(The problem) In the text about parica tree seedlings, roughly what share of the Brazilian Amazon's forest cover has already been altered by some exploitation activity?

In the Brazilian Amazon, forest cover comprises approximately 321 million hectares, of which about 19% have already been altered by  some  exploitation  activity, be it timber, livestock, agriculture, mining or urbanization (Costa et al., 2014). On the other hand, the counterpart for    deforestation    actions    is    technically   limited,  an expressive knowledge gap exists concerning the forest plantation (Ferreira et al., 2016), given the diversity of species and variation in ecophysiological traits of the different species, besides the limited knowledge about growth and plant nutrition of tropical tree species (Jaquetti and Gonçalves, 2017).

Stimulating research aimed at the recovery of deforested areas is fundamental, since they can develop technological improvements, mainly aiming at reducing deforestation in order to minimize the ecological and economic threats caused by global warming, due to the emissions of greenhouse effect gases (Tollefson, 2015). Knowledge about nutritional, light and water requirements is diffuse, and in addition, the introduction of silvicultural practices that improve the production of seedlings are also limited.

Currently, several Amazonian tree species, particularly from the botanical family Leguminosae, should receive attention, with an emphasis to their timber and non-timber potential. Schizolobium amazonicum Huber ex Ducke (parica tree) stands out due to its silvicultural characteristics, for its rapid growth and high market value (Tavares et al., 2013). Parica is a species with great value for the industrial sector, since its wood is accepted in the plywood industry, making it possible to manufacture sheets with good market acceptance (Galeão et al., 2005). In the field, it is a rustic species and can be used in the recovery of degraded areas, due to its good performance in terms of growth in altered environments, allowing its use in environmental recovery programs (Tavares et al., 2013).

In addition, the demand for good quality wood and the application of stricter environmental legislation in the context of the exploitation of natural forests for selective harvesting has led to a decrease in the supply of this product (Hoffmann et al., 2011). Thus, plantations with native species such as S. amazonicum, when well conducted since the production of seedlings, have the capacity to supply part of the growing demand for wood. The production of seedlings should receive greater technical and scientific attention, aiming at the successful installation of forest stands, which in turn depends on the characteristics of the substrate, that are fundamental for the growth and establishment of seedlings after the planting (Sena et al., 2010). The choice of the appropriate substrate for seedling production is important to ensure growth, since it interferes with the structure and functionality of the produced seedlings, and in addition, promotes substantial increases in productivity (Silva and Queiroz, 2014). The use of organic residues from animal and plant remains as a nutrient source for plants in the seedlings production process. It has been  constituted  as a viable alternative for the certification of agricultural activities and environmental conservation; promoting a significant reduction at application of chemical fertilizers. This is to ensure the minimization of environment contamination with the use of low-cost raw materials (Santos et al., 2010).

(Information supplied)

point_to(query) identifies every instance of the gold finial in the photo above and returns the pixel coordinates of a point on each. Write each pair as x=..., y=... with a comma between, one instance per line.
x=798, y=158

(Correct result) About 19%.